### Texto mostrado

◇ ◇ ◇

Casi todos los nacimientos representaban al niño Jesús sobre unas pajas en una cuna de madera. Respecto al sitio en el que la acción se desarrollaba, sin embargo, había más versiones. El protoevangelio de Santiago, por ejemplo, al que siguieron muchos padres de la Iglesia como San Justino, Orígenes y San Jerónimo, hablaba de una gruta en un lugar absolutamente desierto. El evangelio árabe y el armenio describían una caverna muy amplia donde se reunían los pastores y boyeros para encerrar de noche sus ganados. Algunos autores, como Santiago de Vorágine, opinaban que en aquella tenada o albergue había un pesebre y allí es donde vino a nacer el Salvador. El emperador Adriano, que odiaba a los cristianos, hizo edificar años más tarde en aquel lugar un templo dedicado a Adonis; pese a ello, continuó la veneración, no sirviendo de nada el intento sacrílego de profanar tan respetable recinto. En cuanto al pesebre, según nos cuenta Jean Croisset en el Año Cristiano, fue llevado a Roma, donde se conservó con mucho respeto en la célebre iglesia de Santa María la Mayor, que por esto se llamó Santa María ad praesepe. Allí mandó construir el papa Teodoro en el siglo VII un oratorio que reprodujera aproximadamente el portal donde quiso nacer Jesús.

◇ ◇ ◇

### Material extraído
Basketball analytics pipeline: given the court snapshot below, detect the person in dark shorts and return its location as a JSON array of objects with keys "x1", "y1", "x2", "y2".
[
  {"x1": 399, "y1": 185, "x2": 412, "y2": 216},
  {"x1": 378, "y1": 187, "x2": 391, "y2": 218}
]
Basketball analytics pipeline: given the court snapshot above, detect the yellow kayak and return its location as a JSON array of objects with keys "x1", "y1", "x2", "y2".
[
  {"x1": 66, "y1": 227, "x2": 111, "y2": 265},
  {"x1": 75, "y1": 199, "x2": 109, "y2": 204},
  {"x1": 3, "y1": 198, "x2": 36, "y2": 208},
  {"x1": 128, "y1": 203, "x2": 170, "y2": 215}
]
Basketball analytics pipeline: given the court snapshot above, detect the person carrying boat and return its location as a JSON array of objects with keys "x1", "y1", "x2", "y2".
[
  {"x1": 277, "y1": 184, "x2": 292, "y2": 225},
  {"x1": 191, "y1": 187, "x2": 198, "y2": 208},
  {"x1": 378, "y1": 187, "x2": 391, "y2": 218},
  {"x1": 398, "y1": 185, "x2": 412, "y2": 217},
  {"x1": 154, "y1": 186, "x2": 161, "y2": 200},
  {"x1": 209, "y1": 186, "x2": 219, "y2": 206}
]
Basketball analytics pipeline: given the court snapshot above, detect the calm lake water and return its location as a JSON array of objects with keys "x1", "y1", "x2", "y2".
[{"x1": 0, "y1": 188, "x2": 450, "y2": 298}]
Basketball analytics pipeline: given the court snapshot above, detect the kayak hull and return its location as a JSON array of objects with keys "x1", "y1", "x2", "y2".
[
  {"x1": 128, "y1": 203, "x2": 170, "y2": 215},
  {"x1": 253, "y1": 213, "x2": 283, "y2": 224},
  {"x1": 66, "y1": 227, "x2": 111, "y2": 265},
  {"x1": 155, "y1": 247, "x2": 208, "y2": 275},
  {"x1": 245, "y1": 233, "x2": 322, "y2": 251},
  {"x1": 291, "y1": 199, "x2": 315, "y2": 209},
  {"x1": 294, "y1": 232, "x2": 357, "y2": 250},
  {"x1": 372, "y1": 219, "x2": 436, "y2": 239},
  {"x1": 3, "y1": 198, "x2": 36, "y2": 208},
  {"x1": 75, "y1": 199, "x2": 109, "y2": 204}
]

◇ ◇ ◇

### Tarea a realizar 1
Indica si cada afirmación concuerda con el texto sobre el lugar del nacimiento de Jesús. Responde sí o no y cita las palabras exactas del texto que lo deciden.
(a) El evangelio árabe habla de una caverna amplia donde los pastores encerraban de noche sus ganados.
(b) Después de levantarse el templo dedicado a Adonis, el lugar dejó de venerarse.
(c) El papa Teodoro mandó construir el oratorio en el siglo IX.
### Tarea a realizar 2
Prolonga el texto sobre el lugar del nacimiento de Jesús a partir de su última oración.

### Respuesta escrita 1
(a) Sí: «El evangelio árabe y el armenio describían una caverna muy amplia donde se reunían los pastores y boyeros para encerrar de noche sus ganados».
(b) No: «pese a ello, continuó la veneración».
(c) No: «Allí mandó construir el papa Teodoro en el siglo VII un oratorio».

### Respuesta escrita 2
La tradición concedía a los pañales del Niño poderes milagrosos. Los Apócrifos nos hablaban de que una de las parteras que llegaron al portal, avisadas por San José, quiso reconocer a la Virgen quedándosele la mano paralizada al instante. Sólo después de acercarse a los pañales y tocar sus flecos recuperó la normalidad. Una leyenda piadosa relataba que María regaló estos pañales a los Magos cuando decidieron regresar a su país. Al llegar a su casa, les salieron al encuentro los reyes y principales preguntando qué habían traído con ellos; tras celebrar una fiesta, como eran adoradores del fuego, encendieron una hoguera y se postraron ante ella. Luego arrojaron el pañal a las llamas, pero cuál no sería su sorpresa cuando, al extinguirse el fuego, comprobaron que la prenda no había sufrido ningún daño. A partir de ese instante depositaron tan preciosos pañales entre sus mejores tesoros.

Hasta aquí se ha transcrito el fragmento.